◆ Material for the task
__________

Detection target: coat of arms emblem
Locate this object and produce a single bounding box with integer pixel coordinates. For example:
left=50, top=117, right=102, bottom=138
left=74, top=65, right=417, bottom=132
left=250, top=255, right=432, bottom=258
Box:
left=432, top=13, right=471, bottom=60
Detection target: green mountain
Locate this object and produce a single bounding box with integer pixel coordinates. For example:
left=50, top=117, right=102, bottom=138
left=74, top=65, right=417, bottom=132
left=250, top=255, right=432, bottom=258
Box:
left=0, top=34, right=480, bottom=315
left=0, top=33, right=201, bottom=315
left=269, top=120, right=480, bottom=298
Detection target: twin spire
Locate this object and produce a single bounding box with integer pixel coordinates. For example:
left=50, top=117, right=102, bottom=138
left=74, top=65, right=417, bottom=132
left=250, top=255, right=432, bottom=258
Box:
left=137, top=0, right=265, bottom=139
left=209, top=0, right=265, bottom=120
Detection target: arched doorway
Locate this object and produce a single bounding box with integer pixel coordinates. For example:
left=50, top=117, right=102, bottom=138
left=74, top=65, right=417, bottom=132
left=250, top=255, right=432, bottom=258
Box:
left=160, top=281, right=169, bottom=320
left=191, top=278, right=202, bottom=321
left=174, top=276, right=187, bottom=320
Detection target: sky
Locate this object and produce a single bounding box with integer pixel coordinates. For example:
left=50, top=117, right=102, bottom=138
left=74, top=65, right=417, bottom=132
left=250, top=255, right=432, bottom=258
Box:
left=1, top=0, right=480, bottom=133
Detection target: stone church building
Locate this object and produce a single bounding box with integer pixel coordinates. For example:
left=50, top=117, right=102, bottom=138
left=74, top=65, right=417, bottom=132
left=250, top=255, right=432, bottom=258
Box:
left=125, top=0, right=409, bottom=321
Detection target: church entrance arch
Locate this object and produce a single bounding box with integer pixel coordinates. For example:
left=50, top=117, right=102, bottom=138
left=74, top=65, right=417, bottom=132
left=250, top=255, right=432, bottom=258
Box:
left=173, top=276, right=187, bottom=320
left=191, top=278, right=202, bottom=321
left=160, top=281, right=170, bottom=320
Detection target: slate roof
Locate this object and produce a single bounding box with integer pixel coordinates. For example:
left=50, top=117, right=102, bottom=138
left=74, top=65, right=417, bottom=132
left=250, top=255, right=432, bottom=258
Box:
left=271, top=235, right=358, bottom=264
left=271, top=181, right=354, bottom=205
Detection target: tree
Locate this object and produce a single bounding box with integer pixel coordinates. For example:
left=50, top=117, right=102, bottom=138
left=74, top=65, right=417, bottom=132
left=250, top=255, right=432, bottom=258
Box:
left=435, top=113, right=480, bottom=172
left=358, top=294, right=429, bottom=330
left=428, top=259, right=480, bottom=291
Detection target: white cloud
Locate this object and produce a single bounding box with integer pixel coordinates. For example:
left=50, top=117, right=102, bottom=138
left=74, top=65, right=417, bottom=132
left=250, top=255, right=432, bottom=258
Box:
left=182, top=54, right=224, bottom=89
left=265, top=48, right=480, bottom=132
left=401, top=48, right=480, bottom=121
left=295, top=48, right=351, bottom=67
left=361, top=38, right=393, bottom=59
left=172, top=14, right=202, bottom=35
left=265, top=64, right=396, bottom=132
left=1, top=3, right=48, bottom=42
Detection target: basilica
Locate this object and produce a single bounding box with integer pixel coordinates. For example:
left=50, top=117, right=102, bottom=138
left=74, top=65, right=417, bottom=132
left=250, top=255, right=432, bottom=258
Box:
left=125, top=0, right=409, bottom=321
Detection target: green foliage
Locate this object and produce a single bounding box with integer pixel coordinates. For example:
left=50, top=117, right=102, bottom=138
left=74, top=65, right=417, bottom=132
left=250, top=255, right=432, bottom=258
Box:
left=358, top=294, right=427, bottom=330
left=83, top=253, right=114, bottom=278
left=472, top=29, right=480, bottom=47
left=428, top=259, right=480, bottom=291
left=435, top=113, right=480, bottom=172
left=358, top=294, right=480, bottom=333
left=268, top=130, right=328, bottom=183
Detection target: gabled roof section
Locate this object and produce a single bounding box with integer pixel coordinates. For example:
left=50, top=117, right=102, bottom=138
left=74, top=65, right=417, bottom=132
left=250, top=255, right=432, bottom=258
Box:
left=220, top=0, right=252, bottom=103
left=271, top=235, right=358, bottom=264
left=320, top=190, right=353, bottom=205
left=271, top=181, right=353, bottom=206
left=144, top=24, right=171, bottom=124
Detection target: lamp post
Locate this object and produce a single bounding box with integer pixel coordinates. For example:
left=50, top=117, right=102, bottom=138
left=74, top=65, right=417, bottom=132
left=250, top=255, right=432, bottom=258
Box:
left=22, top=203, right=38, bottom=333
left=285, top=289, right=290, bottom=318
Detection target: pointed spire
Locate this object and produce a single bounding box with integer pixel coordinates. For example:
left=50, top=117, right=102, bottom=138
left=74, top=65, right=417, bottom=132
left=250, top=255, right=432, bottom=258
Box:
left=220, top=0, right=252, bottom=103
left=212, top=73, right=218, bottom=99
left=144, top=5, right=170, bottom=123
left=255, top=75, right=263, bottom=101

__________

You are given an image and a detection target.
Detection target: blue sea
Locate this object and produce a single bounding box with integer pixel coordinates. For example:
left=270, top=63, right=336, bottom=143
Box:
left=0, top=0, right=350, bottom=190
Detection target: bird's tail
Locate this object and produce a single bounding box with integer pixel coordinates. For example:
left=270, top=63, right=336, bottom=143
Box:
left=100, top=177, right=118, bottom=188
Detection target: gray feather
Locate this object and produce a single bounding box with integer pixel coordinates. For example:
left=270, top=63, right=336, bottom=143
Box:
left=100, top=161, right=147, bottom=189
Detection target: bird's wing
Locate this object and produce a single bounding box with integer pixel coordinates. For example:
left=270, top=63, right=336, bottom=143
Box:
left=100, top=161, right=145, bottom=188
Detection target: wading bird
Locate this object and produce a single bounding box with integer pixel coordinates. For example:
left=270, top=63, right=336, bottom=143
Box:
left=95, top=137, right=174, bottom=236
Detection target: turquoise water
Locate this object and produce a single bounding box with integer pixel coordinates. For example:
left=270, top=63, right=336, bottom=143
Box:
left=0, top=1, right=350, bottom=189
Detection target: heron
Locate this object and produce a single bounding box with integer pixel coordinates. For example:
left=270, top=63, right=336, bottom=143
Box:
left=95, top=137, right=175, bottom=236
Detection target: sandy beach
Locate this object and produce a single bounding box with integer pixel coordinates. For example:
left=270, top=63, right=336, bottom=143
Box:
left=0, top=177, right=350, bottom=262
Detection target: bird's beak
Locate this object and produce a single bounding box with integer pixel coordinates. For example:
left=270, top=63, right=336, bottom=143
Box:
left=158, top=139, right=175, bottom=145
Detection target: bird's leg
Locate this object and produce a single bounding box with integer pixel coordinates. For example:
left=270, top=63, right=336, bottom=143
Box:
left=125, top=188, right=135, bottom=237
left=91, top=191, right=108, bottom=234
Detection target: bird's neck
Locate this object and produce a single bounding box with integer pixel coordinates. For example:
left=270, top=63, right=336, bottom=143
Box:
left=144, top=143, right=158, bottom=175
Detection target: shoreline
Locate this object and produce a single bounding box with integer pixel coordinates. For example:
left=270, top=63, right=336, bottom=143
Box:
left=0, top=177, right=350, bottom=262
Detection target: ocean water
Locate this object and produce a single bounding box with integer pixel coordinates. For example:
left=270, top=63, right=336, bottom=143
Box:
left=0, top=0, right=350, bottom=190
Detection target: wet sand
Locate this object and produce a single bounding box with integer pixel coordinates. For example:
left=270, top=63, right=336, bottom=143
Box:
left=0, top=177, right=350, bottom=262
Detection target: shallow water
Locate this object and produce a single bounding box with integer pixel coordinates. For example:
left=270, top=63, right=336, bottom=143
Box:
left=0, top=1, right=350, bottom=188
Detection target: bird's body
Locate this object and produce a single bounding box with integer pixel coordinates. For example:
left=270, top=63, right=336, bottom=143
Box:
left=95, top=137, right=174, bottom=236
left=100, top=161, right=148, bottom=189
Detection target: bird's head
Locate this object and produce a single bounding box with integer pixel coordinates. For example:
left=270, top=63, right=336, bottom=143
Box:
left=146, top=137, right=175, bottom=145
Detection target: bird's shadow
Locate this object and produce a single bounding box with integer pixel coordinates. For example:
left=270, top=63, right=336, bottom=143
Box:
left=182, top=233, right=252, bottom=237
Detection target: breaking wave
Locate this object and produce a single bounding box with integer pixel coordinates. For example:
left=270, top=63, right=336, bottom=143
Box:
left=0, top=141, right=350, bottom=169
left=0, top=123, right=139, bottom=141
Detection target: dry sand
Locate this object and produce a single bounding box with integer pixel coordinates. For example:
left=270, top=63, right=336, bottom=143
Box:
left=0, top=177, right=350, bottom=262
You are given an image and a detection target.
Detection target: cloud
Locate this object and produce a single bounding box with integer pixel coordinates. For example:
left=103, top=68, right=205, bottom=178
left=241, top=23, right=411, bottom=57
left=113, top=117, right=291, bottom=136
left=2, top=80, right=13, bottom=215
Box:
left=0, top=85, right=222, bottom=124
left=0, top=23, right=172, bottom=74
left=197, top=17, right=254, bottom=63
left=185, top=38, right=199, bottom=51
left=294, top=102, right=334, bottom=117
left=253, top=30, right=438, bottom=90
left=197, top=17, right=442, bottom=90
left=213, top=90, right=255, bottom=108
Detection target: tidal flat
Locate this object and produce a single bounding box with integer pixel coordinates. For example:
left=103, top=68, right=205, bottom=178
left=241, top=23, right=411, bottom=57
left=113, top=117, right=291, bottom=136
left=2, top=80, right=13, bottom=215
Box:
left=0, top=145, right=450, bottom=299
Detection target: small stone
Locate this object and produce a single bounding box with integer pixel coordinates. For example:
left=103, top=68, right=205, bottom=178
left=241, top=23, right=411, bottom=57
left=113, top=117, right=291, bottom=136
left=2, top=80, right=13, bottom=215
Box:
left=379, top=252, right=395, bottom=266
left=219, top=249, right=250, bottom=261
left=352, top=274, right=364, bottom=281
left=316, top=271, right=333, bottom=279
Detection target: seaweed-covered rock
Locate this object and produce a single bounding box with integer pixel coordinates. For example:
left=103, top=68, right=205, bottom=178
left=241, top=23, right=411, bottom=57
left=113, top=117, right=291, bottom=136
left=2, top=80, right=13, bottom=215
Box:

__________

◆ What the task requires
Copy word for word the part of the listing that opens with the line containing "Detection target: bird's tail" and closes with the line containing "left=100, top=177, right=118, bottom=188", including both of those lines.

◆ Solution
Detection target: bird's tail
Locate this object and produce a single bounding box with integer pixel coordinates. For example:
left=270, top=63, right=336, bottom=143
Box:
left=100, top=177, right=118, bottom=188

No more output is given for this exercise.